> [Brief] Apart from the pictures, every part of the records below gets retyped exactly.

--- Given records Enclosed Below ---

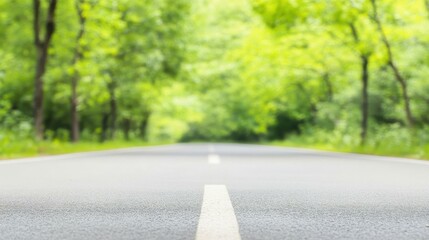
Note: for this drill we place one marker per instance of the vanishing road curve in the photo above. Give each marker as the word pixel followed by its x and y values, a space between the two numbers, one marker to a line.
pixel 214 191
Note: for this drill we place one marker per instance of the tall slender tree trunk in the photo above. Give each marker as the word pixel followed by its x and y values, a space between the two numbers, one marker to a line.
pixel 127 127
pixel 364 58
pixel 427 5
pixel 78 54
pixel 113 108
pixel 104 127
pixel 329 90
pixel 392 64
pixel 144 124
pixel 42 46
pixel 365 102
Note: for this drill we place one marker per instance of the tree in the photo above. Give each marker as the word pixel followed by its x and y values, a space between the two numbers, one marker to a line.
pixel 78 54
pixel 42 47
pixel 392 64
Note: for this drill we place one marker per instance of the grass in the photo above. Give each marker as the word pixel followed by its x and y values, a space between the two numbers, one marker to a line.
pixel 415 152
pixel 28 148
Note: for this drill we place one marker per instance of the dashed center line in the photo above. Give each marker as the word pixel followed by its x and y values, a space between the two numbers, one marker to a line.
pixel 217 219
pixel 214 159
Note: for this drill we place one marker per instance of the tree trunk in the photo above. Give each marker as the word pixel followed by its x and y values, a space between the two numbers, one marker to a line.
pixel 364 57
pixel 397 74
pixel 113 108
pixel 42 46
pixel 127 127
pixel 427 5
pixel 365 102
pixel 104 127
pixel 75 78
pixel 143 126
pixel 328 84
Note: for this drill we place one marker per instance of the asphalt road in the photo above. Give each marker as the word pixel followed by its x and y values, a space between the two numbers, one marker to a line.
pixel 158 192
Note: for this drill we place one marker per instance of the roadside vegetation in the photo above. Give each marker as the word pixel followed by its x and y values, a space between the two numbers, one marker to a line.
pixel 337 75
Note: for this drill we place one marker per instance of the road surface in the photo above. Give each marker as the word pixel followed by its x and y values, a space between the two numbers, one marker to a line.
pixel 214 191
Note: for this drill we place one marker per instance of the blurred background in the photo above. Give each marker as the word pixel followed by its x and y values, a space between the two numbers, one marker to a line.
pixel 346 75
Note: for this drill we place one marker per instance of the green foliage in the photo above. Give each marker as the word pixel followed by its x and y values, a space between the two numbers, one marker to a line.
pixel 219 70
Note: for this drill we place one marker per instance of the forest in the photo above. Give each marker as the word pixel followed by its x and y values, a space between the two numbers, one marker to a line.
pixel 346 75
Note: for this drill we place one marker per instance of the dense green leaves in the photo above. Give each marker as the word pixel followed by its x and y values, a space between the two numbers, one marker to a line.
pixel 244 70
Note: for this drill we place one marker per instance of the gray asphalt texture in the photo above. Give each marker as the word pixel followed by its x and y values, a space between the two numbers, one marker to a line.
pixel 156 193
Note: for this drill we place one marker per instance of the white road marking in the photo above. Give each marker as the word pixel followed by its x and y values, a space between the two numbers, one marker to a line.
pixel 217 219
pixel 214 159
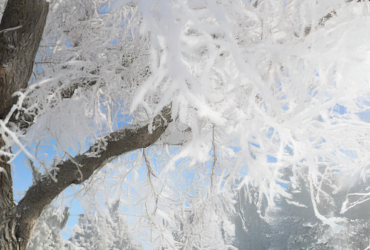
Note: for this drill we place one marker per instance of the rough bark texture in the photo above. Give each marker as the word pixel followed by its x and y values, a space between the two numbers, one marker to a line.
pixel 81 167
pixel 21 31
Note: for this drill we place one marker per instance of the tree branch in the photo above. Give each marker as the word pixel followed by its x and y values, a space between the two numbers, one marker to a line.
pixel 21 30
pixel 78 169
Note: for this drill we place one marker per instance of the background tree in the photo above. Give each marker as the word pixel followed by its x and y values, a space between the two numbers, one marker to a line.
pixel 200 98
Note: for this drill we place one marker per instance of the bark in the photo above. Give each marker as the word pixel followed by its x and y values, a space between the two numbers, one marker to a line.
pixel 21 31
pixel 80 168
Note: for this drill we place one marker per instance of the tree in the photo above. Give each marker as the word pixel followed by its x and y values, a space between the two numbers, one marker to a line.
pixel 202 97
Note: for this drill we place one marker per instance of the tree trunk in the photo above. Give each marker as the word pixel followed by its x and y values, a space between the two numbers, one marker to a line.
pixel 21 30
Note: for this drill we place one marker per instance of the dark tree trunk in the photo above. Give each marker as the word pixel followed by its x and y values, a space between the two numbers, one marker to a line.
pixel 21 31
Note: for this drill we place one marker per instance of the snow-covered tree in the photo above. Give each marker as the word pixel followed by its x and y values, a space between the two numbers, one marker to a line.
pixel 171 106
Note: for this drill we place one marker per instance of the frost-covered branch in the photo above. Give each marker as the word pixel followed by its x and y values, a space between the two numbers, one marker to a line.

--- End of Enclosed Given records ---

> [Response to this task]
Note: for this drill we place one marker per instance of the vanishing road curve in the photo above. Give each marker as the word pixel followed by its x and y values, a space between the two numbers, one marker to a line.
pixel 214 191
Note: for this drill we place one marker per instance of the tall slender tree trunk in the photo above. Give each marker as the word pixel followed by its x and y values, a space between the two numbers, one marker to a line.
pixel 127 127
pixel 364 58
pixel 427 5
pixel 78 54
pixel 113 108
pixel 104 127
pixel 329 90
pixel 392 64
pixel 144 124
pixel 42 46
pixel 365 102
Note: for this drill we place one marker per instance of the tree in the photo above. Give each marker as the word pixel followed by its x and y values, a space between the two numbers, one marker to a line.
pixel 78 54
pixel 42 47
pixel 392 64
Note: for this drill we place one marker per instance of the grass in the photo above. Give each marker as the word pixel followed by its x and y values, a space between the two numbers, one marker to a line.
pixel 415 152
pixel 28 148
Note: for this drill we place one marker per instance of the dashed center line in the photo above. Give each marker as the word pixel followed by its x and y values, a space between the two numbers, one marker to a line.
pixel 217 219
pixel 214 159
Note: for this drill we place one marker per instance of the tree trunk in the photo above. Give each marker as the word pixel followed by its x and y values, a space between the two numbers, one marker to a line.
pixel 364 57
pixel 397 74
pixel 113 108
pixel 42 46
pixel 127 127
pixel 427 5
pixel 365 102
pixel 104 127
pixel 75 78
pixel 143 126
pixel 328 84
Note: for this drill we place one marker per instance of the asphalt road in the photo above. Give each marker as the word pixel followed by its x and y values, a space between the two numbers, one marker to a line.
pixel 158 192
Note: for this drill we place one marker per instance of the roadside vegetation in the photo above. Give each marker as the word pixel followed by its x and y values, a space between the two numbers, one marker to a line.
pixel 337 75
Note: for this drill we place one marker per instance of the road surface in the photo above. Give each marker as the word pixel followed by its x and y values, a space between the two numbers, one marker to a line.
pixel 214 191
Note: for this drill we place one marker per instance of the blurred background in the photo above. Give each marker as the word pixel followed by its x and y values, a space between the two numbers, one marker to a line.
pixel 346 75
Note: for this drill we place one marker per instance of the green foliage in the photo above. Give each marker as the word pixel followed by its x and y values, a space between the two numbers, one marker to a line.
pixel 219 70
Note: for this drill we place one marker per instance of the forest in the photo above. Give each marker as the word pixel followed by its x and y values, a space between the two numbers, one marker to a line.
pixel 346 75
Note: for this drill we place one marker per instance of the dense green leaves in the photo above. Give each marker as the word pixel followed by its x and y values, a space between the two numbers, one marker to a line.
pixel 244 70
Note: for this drill we place one marker per instance of the gray asphalt texture in the photo above. Give each marker as the word pixel followed by its x and y values, a space between the two numbers, one marker to a line.
pixel 156 193
Note: for this drill we place one marker per instance of the white road marking in the photo above. Give each marker as the word pixel followed by its x and y values, a space between the two numbers, one marker to a line.
pixel 217 219
pixel 214 159
Note: for this drill we place one marker per instance of the rough bark texture in the photo above. Give each marker as the word pixel followed by its x and y values, a space between the two numbers, one marker to a line.
pixel 81 167
pixel 21 31
Note: for this drill we place one marker per instance of the tree branch in the photo above. Give each marker as the word pixel followed by its x and y values, a space between the two numbers, one marker to a line.
pixel 21 30
pixel 78 169
Note: for this drill we place one marker per instance of the background tree in the photo above. Give each marker as the word pixel followed by its x and y values, a space between the two numbers, one marker to a line.
pixel 200 98
Note: for this drill we place one marker per instance of the bark in the photo above. Give each marker as the word pixel followed by its x and y values, a space between the two numbers, one marker to a line.
pixel 21 31
pixel 80 168
Note: for this drill we place one marker per instance of the tree in the photo above. Give each marker as the word pixel followed by its x and y values, a space between the two numbers, one marker to a line.
pixel 202 97
Note: for this drill we place one marker per instance of the tree trunk in the photo above. Give each marker as the word pixel followed by its x and y values, a space between the two numbers, one marker to a line.
pixel 21 30
Note: for this drill we place one marker per instance of the dark tree trunk in the photo above. Give each marker as the word pixel followed by its x and y values, a space between the two numbers, one marker to a line.
pixel 21 31
Note: for this drill we place one marker per instance of the snow-covered tree in the photo above. Give each marker as the word pixel followed by its x and y values, a space between the two numbers, one marker to a line.
pixel 171 106
Note: for this drill we place one marker per instance of the frost-covered branch in the photo above. Give each marker as the word pixel followed by its x and y values, a space between the two numbers, one marker to a line.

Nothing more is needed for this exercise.